Please change every "Put down" in the items below to "Mark" and leave all other text as it is.

-- begin Rows --

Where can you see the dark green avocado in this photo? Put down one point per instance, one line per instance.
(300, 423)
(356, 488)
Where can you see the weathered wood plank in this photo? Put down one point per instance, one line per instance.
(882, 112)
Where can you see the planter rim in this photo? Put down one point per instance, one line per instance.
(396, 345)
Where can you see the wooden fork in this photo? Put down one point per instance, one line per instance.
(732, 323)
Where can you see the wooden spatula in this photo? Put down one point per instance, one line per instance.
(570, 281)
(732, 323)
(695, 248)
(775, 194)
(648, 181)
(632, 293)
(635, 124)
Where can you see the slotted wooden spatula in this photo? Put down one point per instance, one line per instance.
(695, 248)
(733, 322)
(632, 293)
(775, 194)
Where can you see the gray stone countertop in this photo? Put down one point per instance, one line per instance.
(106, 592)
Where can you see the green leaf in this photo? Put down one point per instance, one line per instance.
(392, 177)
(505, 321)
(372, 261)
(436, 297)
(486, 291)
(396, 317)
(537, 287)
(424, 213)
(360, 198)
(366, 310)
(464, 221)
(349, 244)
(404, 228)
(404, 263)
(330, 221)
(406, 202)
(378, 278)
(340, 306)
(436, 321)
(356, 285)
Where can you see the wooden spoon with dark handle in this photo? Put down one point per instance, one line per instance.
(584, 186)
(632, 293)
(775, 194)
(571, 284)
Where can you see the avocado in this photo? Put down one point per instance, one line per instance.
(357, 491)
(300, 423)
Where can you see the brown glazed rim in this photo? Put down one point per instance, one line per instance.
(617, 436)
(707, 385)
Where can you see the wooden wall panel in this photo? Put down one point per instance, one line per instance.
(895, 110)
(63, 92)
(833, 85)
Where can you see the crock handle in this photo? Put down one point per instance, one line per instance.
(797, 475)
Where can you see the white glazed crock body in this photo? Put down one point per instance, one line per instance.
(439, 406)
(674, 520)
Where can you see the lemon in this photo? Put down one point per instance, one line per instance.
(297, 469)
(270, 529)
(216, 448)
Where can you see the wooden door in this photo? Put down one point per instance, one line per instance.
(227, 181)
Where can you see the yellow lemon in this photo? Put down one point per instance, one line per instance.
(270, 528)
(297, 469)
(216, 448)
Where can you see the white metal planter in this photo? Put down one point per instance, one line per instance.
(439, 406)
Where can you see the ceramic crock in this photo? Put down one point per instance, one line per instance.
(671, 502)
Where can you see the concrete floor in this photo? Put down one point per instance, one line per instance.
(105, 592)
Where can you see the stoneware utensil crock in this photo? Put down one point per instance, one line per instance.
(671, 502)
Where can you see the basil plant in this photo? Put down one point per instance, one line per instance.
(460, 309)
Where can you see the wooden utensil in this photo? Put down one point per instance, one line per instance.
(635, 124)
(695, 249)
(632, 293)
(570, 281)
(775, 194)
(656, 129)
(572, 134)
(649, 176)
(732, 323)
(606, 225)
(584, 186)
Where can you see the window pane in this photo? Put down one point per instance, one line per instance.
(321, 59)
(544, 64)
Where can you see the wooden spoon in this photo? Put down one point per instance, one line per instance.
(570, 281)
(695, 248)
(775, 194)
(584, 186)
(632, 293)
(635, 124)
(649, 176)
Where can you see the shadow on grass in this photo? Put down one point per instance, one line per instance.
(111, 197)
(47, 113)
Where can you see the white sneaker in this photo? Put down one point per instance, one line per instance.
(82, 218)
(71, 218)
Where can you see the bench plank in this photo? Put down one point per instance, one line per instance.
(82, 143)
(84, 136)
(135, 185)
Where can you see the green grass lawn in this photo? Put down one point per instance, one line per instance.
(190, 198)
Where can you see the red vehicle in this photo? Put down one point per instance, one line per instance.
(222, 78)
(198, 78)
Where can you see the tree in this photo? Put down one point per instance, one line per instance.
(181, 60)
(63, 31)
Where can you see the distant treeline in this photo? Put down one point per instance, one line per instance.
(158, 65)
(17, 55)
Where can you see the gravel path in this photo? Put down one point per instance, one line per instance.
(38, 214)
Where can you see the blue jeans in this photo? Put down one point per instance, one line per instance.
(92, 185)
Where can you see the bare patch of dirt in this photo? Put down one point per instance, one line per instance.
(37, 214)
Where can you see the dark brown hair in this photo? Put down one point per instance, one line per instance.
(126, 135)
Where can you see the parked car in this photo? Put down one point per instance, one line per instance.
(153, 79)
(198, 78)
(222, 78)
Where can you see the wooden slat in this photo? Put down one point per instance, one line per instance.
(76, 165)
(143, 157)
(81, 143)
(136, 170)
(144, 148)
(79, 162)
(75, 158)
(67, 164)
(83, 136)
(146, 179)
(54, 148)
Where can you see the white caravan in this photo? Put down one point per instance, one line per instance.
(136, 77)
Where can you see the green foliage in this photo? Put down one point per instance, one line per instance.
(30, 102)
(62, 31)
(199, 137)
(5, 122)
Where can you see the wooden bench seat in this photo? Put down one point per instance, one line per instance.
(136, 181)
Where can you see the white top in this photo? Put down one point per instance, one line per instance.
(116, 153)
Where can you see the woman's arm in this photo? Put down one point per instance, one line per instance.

-- end Rows --

* [Result]:
Where can you see the dark green avocado in this photo? Mark one point per instance, one line per instance.
(300, 423)
(356, 488)
Where can you see the weathered wood plank in this photo? Mark one point per instance, one line per instance.
(882, 112)
Where can you see the planter rim in this photo? Mark one point per instance, one line per instance.
(396, 345)
Where can you see the wooden fork in this photo? Mark one point per instance, one line per instance.
(732, 323)
Where can you see the wooden spatula in this photo? Mark one point per instance, one line per instance.
(570, 281)
(732, 323)
(695, 248)
(775, 194)
(648, 181)
(632, 293)
(635, 124)
Where can you see the slotted wooden spatula in this photo? Mark one point per instance, one line per instance.
(695, 248)
(733, 322)
(632, 293)
(775, 194)
Where can you see the gray stone countertop in this photo? Mark one point per instance, one line per instance.
(106, 592)
Where can you see the green leaf in this photo? Mark one point per instance, one line per instance.
(392, 177)
(505, 321)
(372, 261)
(436, 297)
(486, 291)
(396, 317)
(537, 287)
(424, 213)
(360, 198)
(366, 310)
(464, 221)
(349, 244)
(404, 228)
(404, 263)
(330, 221)
(406, 202)
(378, 278)
(340, 306)
(436, 321)
(356, 285)
Where can you see the wooden spoon with dark handle in this photo? Mark one point per instance, one line per instance.
(584, 186)
(632, 293)
(775, 194)
(571, 284)
Where can you see the avocado in this photo? Mark one point per instance, one line per instance.
(357, 491)
(300, 423)
Where can you see the brown glazed rim in this photo? Mark one point per instance, one line per instance.
(617, 436)
(707, 385)
Where can you see the wooden wall panel in this photo? Mark one point per instance, one line per instance.
(895, 110)
(63, 92)
(833, 85)
Where can you see the crock handle in this photo? Mark one point per instance, one line per instance.
(797, 475)
Where can you see the white glazed crock body in this photo? Mark one point per instance, one line per instance.
(439, 406)
(674, 520)
Where can you see the lemon in this photo? Mark one point per instance, one line per instance.
(297, 469)
(270, 529)
(216, 448)
Where can you see the wooden door in this photo? Mark one point per instance, one line per instance.
(227, 181)
Where can you see the yellow lemon in this photo? Mark one point per instance, one line per instance.
(270, 528)
(297, 469)
(216, 448)
Where can you see the white metal planter in this photo? Mark one point per instance, one line per instance.
(439, 406)
Where can you see the ceramic crock in this photo? Mark one point per instance, one line per instance.
(671, 502)
Where can you see the concrete floor in this photo? Mark one point per instance, one line per instance.
(105, 592)
Where can you see the stoneware utensil crock in this photo? Mark one point per instance, one line per instance.
(671, 502)
Where can you see the basil plant in this photo? Mark one point per instance, one line per instance.
(460, 309)
Where can you see the wooden utensil in this photo? Mark one point per instance, one line per instance.
(635, 124)
(695, 249)
(632, 293)
(570, 281)
(775, 194)
(656, 129)
(572, 134)
(649, 176)
(732, 323)
(606, 225)
(584, 186)
Where can you see the window pane in this photo? Mark one point per instance, one line per instance.
(321, 59)
(544, 64)
Where can you see the wooden spoon in this photo? Mark one point per instance, one line per instance.
(570, 281)
(695, 248)
(775, 194)
(584, 186)
(632, 293)
(635, 124)
(649, 176)
Where can you see the shadow on grass in this photo? Mark one point per instance, one line per instance.
(111, 197)
(47, 113)
Where can you see the white sneaker in this photo? Mark one point per instance, one line per instance.
(82, 218)
(71, 218)
Where can you see the bench plank in this photo? Mark one point per instance, one line per instance.
(82, 143)
(84, 136)
(135, 185)
Where can you see the green grass lawn in this photo? Mark one point per instance, one line per instance.
(190, 198)
Where can you see the red vehicle in this photo? Mark one point per instance, one line per instance.
(222, 78)
(198, 78)
Where can you see the tree in this photo? Mark one point per instance, one line per instance.
(181, 60)
(63, 31)
Where can you see the distant treeline in this photo? Mark one point per instance, one line per instance.
(158, 65)
(17, 55)
Where can you see the gravel path in this photo? Mark one point per instance, one line per instance.
(38, 214)
Where can you see the blue jeans in this photo? Mark one point per instance, one line per instance.
(92, 185)
Where can you see the bare patch of dirt in this photo? Mark one point per instance, one line per instance.
(37, 214)
Where can you see the dark brown hair in this photo? Mark one point per instance, one line per instance.
(126, 135)
Where can you see the parked car in this photo? Mark one point per instance, one line per instance.
(153, 79)
(198, 78)
(222, 78)
Where can you see the wooden slat in this photo? Mark one point per instance, one line per instance.
(76, 165)
(143, 157)
(81, 143)
(136, 170)
(144, 148)
(79, 162)
(75, 158)
(67, 164)
(83, 136)
(146, 179)
(54, 148)
Where can you see the white caravan in this photo? Mark one point per instance, one line per instance.
(136, 77)
Where can you see the green foliage in this photo? Mark one point per instance, one line per instance.
(30, 102)
(62, 31)
(199, 137)
(5, 122)
Where can you see the wooden bench seat in this photo? Mark one point per instance, one line per instance.
(136, 181)
Where can you see the white top in this photo? Mark one point per instance, one line per instance.
(116, 153)
Where can you see the woman's arm in this photo? Mark one point per instance, one line per instance.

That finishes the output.